--- start of DATA IN THIS EXERCISE ---

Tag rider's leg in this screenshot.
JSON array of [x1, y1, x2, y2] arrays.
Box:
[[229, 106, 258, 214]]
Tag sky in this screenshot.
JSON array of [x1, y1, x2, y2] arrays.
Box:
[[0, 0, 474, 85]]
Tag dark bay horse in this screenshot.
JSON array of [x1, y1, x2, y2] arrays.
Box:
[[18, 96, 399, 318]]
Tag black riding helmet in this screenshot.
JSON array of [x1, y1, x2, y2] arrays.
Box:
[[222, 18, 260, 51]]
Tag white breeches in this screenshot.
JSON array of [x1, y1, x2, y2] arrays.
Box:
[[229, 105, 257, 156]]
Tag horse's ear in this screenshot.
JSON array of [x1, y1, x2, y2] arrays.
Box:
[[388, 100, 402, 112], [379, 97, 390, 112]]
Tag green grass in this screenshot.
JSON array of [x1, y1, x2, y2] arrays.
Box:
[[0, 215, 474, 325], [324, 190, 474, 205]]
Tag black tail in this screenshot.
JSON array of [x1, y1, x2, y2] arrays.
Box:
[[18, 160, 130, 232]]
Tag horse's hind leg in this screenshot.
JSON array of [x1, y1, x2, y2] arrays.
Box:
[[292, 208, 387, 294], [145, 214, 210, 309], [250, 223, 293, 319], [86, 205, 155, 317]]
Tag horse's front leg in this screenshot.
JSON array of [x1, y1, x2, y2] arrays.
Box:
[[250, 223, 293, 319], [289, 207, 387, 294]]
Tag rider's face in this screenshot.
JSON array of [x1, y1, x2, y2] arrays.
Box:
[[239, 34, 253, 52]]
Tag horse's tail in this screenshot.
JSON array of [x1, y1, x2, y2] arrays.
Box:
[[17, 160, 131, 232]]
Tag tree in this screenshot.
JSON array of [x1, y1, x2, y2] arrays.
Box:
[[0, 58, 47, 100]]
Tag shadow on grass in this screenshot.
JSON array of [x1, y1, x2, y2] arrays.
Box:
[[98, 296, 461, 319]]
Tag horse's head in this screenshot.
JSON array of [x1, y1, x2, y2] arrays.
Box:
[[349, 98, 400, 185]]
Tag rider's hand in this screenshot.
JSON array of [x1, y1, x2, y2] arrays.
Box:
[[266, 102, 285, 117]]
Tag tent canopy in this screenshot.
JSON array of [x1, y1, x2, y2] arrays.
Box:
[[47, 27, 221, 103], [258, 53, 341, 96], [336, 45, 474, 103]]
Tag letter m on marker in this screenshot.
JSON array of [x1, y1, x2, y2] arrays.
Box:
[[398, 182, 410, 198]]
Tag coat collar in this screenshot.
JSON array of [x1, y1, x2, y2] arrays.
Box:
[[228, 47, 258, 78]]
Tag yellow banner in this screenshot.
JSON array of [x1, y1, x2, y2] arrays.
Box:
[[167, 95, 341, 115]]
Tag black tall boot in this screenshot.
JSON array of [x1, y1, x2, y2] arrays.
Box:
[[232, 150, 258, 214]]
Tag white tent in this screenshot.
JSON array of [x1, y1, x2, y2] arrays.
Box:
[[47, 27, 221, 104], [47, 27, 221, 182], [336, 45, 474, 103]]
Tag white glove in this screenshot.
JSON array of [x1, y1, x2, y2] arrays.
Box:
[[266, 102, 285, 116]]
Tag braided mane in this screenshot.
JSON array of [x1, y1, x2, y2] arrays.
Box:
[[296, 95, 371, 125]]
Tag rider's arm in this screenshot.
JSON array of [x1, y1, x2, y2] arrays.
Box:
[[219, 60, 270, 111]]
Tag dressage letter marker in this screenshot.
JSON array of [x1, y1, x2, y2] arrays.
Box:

--- end of DATA IN THIS EXERCISE ---

**WRITTEN TASK:**
Edit the lines above by replacing every "screenshot" with "image" and leaving everything else unchanged.

**CORRECT RESPONSE:**
Tag rider's leg in this image.
JSON array of [x1, y1, x2, y2] arrays.
Box:
[[229, 106, 258, 214]]
Tag sky in this image.
JSON array of [x1, y1, x2, y2] arrays.
Box:
[[0, 0, 474, 85]]
Tag dark bay horse in this image.
JSON array of [x1, y1, x2, y2] arrays.
Box:
[[18, 96, 399, 318]]
Tag black riding helmet in this image.
JSON array of [x1, y1, x2, y2] arrays.
Box:
[[222, 18, 260, 51]]
Tag white breeches in this image.
JSON array of [x1, y1, x2, y2] arrays.
Box:
[[229, 105, 257, 156]]
Tag horse's ear in this image.
JSON array of [x1, y1, x2, y2] arrays.
Box:
[[388, 100, 402, 112], [379, 97, 390, 112]]
Tag green grass in this image.
JSON array of [x1, y1, x2, y2] arrays.
Box:
[[0, 215, 474, 325], [324, 190, 474, 205]]
Tag black tail in this image.
JSON array of [x1, y1, x2, y2] arrays.
Box:
[[18, 160, 130, 232]]
Tag horse's hind leg in this image.
JSON array of [x1, y1, x2, y2] arrays.
Box:
[[292, 208, 387, 294], [145, 214, 210, 309], [250, 223, 293, 319], [86, 205, 155, 317]]
Tag horse's front leg in this image.
JSON array of [x1, y1, x2, y2] arrays.
Box:
[[250, 223, 293, 319], [289, 207, 387, 294]]
Tag rider's face in this image.
JSON array of [x1, y1, x2, y2] arrays.
Box:
[[239, 34, 253, 52]]
Tag horse's tail in this image.
JSON array of [x1, y1, x2, y2] arrays.
Box:
[[17, 160, 131, 232]]
Tag tree in this image.
JSON array of [x1, y1, x2, y2] arrays.
Box:
[[0, 58, 47, 100]]
Tag shadow on grass in this image.
JSON array of [x1, y1, x2, y2] arrays.
Box:
[[98, 296, 461, 319]]
Tag horse's head in this image.
JSON array of [x1, y1, x2, y2] arrays.
Box:
[[349, 98, 400, 185]]
Tag rider's hand in this image.
JSON array of [x1, y1, x2, y2] arrays.
Box:
[[266, 102, 285, 117]]
Tag tent canopy in this image.
JSON array of [x1, y1, x2, y2] arrays.
Box:
[[47, 27, 221, 103], [258, 53, 341, 96], [336, 45, 474, 103]]
Tag letter m on marker in this image.
JSON array of [x1, y1, x2, y2] arrays.
Box:
[[398, 182, 410, 198]]
Tag coat collar in this image.
JSON array of [x1, y1, x2, y2] arrays.
Box:
[[228, 47, 258, 78]]
Tag yellow banner in this image.
JSON array of [x1, y1, x2, y2] arrays.
Box:
[[167, 95, 341, 115]]
Tag black tall boot in this image.
JSON array of [x1, y1, x2, y2] arrays.
Box:
[[232, 150, 258, 214]]
Tag white tent in this image.
JSON array of [x1, y1, x2, y2] arrays.
Box:
[[47, 27, 221, 104], [47, 27, 221, 182], [336, 45, 474, 103]]
Tag white glove in this image.
JSON array of [x1, y1, x2, y2] arrays.
Box:
[[266, 102, 285, 116]]
Tag braided mane in this image.
JSON array of [x1, y1, x2, y2] arrays.
Box:
[[296, 95, 371, 125]]
Tag rider's arm in this image.
JSON array of [x1, y1, x2, y2] arrays.
Box:
[[219, 60, 270, 111]]
Tag dressage letter marker in this image.
JSON array of [x1, y1, x2, y2] arrays.
Box:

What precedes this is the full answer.